## EXERCISE GOAL
Count the lines in the entries below that contain the string "white", matching case exactly, and reply with the number alone.

Region labeling records

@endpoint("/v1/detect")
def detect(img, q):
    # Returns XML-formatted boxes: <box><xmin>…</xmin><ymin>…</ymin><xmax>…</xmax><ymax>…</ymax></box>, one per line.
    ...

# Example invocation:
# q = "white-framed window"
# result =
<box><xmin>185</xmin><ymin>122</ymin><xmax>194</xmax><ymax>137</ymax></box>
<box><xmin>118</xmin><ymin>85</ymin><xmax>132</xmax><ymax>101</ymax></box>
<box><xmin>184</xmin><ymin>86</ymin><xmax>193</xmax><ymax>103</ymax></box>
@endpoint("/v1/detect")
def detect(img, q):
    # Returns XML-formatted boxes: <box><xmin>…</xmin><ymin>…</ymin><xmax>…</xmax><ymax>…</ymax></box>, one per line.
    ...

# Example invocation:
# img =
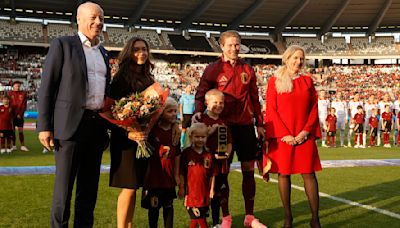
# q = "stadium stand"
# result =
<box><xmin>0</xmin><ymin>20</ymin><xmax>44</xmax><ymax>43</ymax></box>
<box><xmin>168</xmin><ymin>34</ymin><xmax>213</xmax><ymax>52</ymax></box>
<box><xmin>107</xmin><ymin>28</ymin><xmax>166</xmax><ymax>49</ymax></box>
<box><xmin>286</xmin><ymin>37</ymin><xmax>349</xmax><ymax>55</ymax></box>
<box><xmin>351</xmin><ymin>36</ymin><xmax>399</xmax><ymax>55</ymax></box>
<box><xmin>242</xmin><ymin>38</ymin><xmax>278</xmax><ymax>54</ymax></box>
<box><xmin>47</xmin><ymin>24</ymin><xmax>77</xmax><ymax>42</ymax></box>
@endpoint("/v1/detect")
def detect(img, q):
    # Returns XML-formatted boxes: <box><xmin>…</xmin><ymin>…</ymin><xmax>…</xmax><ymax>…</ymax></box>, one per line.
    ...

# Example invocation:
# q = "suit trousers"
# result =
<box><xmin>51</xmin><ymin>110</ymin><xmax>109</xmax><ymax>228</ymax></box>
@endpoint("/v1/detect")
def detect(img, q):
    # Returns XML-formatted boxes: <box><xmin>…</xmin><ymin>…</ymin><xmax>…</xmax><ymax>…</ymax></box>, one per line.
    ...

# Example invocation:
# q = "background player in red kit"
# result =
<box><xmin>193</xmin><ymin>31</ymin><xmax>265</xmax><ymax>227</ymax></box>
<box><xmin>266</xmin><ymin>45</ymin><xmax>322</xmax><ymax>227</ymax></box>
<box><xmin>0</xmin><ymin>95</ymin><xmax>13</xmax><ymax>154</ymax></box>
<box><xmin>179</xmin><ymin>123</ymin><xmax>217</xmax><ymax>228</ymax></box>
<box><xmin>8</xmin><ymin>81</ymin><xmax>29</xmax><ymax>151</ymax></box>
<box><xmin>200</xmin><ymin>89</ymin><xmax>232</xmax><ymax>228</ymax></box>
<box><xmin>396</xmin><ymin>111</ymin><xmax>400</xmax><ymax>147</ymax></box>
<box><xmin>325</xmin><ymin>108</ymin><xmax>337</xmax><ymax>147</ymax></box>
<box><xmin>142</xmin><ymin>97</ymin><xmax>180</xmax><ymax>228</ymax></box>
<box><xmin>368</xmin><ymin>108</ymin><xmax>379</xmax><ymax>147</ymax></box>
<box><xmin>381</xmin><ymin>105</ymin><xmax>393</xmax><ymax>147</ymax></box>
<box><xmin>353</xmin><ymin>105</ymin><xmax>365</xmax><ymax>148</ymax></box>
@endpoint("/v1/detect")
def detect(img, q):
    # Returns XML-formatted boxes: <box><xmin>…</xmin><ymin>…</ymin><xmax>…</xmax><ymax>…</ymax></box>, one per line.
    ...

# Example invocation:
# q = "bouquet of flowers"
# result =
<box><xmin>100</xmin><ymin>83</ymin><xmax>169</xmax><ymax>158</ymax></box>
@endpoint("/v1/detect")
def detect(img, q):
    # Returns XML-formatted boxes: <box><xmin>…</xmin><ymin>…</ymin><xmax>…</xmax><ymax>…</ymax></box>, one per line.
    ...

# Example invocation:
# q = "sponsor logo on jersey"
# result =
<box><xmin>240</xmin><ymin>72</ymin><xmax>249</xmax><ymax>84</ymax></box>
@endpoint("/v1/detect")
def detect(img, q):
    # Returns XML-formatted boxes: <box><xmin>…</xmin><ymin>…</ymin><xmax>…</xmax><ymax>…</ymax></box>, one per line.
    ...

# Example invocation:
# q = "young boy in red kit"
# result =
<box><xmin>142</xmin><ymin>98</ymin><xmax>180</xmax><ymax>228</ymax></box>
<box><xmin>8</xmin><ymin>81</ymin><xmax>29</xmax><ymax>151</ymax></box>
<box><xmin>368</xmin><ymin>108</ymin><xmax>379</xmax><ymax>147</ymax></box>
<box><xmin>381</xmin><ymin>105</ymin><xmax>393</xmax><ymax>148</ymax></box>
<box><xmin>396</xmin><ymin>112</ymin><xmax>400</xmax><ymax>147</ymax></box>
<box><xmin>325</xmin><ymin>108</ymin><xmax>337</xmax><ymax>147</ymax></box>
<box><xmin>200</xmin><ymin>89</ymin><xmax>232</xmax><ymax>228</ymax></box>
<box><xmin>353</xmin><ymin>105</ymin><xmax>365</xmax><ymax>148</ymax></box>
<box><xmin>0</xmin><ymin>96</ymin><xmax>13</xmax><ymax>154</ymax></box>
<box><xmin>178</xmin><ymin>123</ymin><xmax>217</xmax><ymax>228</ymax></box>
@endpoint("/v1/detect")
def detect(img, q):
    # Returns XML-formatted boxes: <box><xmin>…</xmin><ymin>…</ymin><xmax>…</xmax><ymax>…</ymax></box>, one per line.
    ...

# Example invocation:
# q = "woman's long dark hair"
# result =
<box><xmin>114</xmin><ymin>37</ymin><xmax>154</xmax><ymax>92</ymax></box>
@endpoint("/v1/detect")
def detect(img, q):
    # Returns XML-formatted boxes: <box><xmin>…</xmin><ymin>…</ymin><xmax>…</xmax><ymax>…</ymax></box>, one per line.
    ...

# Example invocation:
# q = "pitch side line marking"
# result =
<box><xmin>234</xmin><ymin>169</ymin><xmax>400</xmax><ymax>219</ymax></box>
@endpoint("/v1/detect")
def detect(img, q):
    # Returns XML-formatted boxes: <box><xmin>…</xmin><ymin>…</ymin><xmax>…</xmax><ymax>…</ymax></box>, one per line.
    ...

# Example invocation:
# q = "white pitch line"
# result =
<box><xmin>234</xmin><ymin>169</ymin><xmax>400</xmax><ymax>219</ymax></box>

==

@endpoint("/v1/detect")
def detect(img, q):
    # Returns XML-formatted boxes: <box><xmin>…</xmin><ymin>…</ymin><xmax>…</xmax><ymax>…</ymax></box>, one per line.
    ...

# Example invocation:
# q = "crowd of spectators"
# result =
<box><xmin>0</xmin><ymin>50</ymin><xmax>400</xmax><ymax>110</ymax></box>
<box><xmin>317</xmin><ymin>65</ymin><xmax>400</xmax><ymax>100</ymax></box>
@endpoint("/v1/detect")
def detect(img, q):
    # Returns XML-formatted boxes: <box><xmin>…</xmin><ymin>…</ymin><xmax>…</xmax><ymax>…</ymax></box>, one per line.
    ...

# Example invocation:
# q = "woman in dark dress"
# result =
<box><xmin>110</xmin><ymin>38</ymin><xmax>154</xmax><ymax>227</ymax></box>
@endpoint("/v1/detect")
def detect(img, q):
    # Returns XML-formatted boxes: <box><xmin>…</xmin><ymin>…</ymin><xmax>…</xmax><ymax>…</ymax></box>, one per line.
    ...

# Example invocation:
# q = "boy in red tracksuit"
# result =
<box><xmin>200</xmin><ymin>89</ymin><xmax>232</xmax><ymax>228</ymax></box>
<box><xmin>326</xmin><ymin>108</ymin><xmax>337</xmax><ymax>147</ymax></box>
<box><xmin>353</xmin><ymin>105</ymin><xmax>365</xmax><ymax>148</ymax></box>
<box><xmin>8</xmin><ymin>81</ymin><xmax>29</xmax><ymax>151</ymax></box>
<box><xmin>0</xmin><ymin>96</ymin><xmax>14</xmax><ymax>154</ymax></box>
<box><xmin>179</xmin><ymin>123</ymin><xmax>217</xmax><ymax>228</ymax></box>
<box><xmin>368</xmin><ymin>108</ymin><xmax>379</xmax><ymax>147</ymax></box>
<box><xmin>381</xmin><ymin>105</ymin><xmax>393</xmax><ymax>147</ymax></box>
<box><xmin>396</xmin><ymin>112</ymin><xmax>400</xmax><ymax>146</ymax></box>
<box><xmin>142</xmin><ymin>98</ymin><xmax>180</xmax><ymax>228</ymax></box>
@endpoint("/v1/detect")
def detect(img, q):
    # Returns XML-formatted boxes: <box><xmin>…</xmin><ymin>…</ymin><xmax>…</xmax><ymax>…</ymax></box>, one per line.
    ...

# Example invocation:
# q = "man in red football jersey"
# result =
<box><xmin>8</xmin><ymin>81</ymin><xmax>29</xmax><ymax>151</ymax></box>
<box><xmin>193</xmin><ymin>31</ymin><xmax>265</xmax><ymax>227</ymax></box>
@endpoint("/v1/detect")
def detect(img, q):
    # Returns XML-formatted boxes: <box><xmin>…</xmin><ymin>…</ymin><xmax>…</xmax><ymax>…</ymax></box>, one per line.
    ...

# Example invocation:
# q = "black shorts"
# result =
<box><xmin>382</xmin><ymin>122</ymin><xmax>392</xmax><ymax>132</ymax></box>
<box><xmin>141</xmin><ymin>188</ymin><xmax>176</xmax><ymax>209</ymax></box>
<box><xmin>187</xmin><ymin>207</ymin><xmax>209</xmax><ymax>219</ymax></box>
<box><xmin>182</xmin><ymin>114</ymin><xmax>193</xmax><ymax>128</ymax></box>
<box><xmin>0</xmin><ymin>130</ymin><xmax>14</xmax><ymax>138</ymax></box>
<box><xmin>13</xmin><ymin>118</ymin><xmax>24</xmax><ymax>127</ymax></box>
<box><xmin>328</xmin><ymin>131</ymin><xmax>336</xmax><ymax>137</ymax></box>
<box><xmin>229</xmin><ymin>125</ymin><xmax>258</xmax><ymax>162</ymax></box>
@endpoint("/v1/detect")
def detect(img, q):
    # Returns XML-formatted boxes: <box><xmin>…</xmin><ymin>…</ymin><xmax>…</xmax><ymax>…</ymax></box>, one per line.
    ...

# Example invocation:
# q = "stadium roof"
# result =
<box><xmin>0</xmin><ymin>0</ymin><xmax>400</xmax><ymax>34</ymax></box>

--

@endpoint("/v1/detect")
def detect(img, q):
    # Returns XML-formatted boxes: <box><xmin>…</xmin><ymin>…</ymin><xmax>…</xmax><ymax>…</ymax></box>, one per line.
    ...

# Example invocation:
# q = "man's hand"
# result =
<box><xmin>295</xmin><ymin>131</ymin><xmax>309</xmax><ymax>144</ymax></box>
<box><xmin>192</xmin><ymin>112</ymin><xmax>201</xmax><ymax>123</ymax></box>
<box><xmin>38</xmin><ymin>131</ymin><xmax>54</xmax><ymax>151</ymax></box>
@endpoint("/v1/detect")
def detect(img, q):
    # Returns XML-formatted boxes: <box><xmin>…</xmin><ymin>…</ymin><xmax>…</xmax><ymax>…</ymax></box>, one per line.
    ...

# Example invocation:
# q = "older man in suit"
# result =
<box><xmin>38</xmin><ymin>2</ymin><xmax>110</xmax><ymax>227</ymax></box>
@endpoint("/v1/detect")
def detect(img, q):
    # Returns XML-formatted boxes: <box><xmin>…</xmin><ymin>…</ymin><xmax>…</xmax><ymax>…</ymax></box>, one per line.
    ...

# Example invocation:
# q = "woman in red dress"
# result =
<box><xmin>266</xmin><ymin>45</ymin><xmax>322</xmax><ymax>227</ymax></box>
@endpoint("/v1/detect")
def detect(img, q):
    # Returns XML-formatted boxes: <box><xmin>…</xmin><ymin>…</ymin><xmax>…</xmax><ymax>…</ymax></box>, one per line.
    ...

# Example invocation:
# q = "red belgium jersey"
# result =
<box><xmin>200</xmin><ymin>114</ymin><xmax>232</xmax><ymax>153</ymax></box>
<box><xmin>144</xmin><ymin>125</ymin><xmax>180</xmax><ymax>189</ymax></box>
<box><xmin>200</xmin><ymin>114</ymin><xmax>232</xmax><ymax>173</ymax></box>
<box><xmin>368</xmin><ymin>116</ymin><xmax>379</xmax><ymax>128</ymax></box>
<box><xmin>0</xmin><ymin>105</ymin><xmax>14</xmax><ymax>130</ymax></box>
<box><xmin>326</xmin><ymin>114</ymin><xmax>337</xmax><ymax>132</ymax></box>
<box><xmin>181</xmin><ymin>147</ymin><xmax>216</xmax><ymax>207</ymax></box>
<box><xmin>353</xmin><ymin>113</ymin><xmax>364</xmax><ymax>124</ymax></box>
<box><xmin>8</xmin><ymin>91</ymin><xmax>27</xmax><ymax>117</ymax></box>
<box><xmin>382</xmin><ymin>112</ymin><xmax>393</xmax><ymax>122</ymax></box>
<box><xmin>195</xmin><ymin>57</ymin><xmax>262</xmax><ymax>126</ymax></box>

## FULL SOLUTION
2